**The records:**
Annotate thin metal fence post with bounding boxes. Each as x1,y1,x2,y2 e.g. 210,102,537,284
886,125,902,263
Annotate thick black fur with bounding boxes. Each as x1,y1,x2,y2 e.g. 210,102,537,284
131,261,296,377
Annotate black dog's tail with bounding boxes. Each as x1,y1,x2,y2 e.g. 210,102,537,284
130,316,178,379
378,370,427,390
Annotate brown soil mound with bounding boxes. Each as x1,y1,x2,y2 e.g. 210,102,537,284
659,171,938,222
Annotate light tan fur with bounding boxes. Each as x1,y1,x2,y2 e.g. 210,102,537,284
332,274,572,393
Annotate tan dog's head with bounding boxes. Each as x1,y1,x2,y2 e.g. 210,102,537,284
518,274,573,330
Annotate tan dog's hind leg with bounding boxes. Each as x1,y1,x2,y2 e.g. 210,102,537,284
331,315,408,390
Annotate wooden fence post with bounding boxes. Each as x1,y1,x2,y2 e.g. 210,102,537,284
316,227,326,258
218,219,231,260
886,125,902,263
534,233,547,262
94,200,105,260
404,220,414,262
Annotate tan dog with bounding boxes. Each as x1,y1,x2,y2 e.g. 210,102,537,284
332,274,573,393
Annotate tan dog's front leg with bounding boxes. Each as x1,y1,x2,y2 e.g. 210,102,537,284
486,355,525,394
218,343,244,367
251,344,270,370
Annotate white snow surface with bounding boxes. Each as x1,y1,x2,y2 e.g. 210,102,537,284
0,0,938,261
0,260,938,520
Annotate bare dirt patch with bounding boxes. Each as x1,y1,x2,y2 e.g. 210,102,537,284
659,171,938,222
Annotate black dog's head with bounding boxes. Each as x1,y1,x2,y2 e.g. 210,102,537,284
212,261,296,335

**Written task:**
Format every line of the records above as a Markdown table with the columns "Row" and "Record line", numbering the rows in order and omitting blank lines.

**Full solution:**
| Row | Record line |
|---|---|
| 1 | Annotate thin metal fence post with bounding boxes. Each as x1,y1,x2,y2 e.g. 210,102,537,284 |
| 2 | 886,125,902,263 |
| 3 | Annotate thick black fur with bounding boxes. Each as x1,y1,x2,y2 e.g. 210,102,537,284 |
| 4 | 131,261,296,377 |
| 5 | Annotate black dog's tail with bounding boxes. Each as x1,y1,x2,y2 e.g. 210,102,537,284 |
| 6 | 130,316,178,379 |
| 7 | 378,370,427,390 |
| 8 | Annotate brown soil mound with bounding boxes. Each as x1,y1,x2,y2 e.g. 210,102,537,284 |
| 9 | 659,171,938,222 |
| 10 | Annotate light tan fur with bounding boxes. Each as x1,y1,x2,y2 e.g. 210,102,537,284 |
| 11 | 332,274,572,393 |
| 12 | Annotate tan dog's head with bounding boxes. Each as x1,y1,x2,y2 e.g. 210,102,537,284 |
| 13 | 518,274,573,330 |
| 14 | Annotate tan dog's hind leg with bounding boxes. Each as x1,y1,x2,y2 e.g. 210,102,537,284 |
| 15 | 331,315,408,390 |
| 16 | Annotate wooden fence post with bounding boxes. Each as x1,y1,x2,y2 e.g. 210,102,537,284 |
| 17 | 316,227,326,258 |
| 18 | 218,219,231,260 |
| 19 | 886,125,902,263 |
| 20 | 534,233,547,262 |
| 21 | 94,200,105,260 |
| 22 | 404,220,414,262 |
| 23 | Annotate tan dog with bounding boxes. Each as x1,y1,x2,y2 e.g. 210,102,537,284 |
| 24 | 332,274,573,393 |
| 25 | Annotate tan dog's front leg with bounding boxes. Each as x1,y1,x2,y2 e.g. 210,102,537,284 |
| 26 | 486,355,525,394 |
| 27 | 218,343,244,367 |
| 28 | 251,344,270,370 |
| 29 | Annotate white snow surface with bounding boxes. Each as x1,y1,x2,y2 e.g. 210,102,537,284 |
| 30 | 0,0,938,261 |
| 31 | 0,260,938,520 |
| 32 | Annotate bare dirt patch with bounding boxes. Each as x1,y1,x2,y2 e.g. 210,102,537,284 |
| 33 | 659,171,938,222 |
| 34 | Annotate black dog's head with bounding boxes. Each as x1,y1,x2,y2 e.g. 210,102,537,284 |
| 35 | 212,261,296,335 |